begin Supplied data

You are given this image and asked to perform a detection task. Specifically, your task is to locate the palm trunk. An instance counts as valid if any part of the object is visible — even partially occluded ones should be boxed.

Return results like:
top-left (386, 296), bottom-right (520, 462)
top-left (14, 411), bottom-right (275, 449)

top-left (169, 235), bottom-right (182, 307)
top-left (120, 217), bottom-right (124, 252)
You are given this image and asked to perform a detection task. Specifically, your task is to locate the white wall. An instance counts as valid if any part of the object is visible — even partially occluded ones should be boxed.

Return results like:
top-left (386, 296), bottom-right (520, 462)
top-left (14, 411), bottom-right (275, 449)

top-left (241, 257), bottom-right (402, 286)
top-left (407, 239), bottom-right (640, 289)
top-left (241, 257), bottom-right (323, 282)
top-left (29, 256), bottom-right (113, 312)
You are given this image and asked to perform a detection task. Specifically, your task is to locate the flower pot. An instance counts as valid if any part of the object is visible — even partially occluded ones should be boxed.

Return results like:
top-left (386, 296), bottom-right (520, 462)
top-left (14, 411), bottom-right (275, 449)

end Supplied data

**Problem description:**
Please turn all of the material above into a numbered list, leaving out any blank lines.

**Answer to the problem:**
1. You are given this image and asked to perform a detection task. Specifically, your task is to locate the palm trunk. An instance counts as valid if any part of the object is visible — even partially occluded ones should be boxed.
2. Return results like:
3. top-left (386, 296), bottom-right (520, 462)
4. top-left (14, 411), bottom-right (275, 449)
5. top-left (169, 235), bottom-right (182, 307)
6. top-left (120, 217), bottom-right (124, 252)
7. You are given this image and asked to perform a detection task. Specifically, your task is to locate the white wall. An instance counts as valid if any part of the object is visible — even partially occluded ones should be boxed.
8. Return results like:
9. top-left (386, 296), bottom-right (520, 462)
10. top-left (14, 411), bottom-right (275, 449)
11. top-left (241, 257), bottom-right (402, 286)
12. top-left (407, 239), bottom-right (640, 289)
13. top-left (241, 257), bottom-right (323, 282)
14. top-left (29, 256), bottom-right (113, 312)
15. You are given this image and asked to perform a detection task. Specifically, your task is to locate the flower pot. An instance counts as valid if any part of the object is visible — even partially occluded ones should be boxed.
16. Return results like:
17. top-left (386, 296), bottom-right (520, 462)
18. top-left (14, 411), bottom-right (275, 449)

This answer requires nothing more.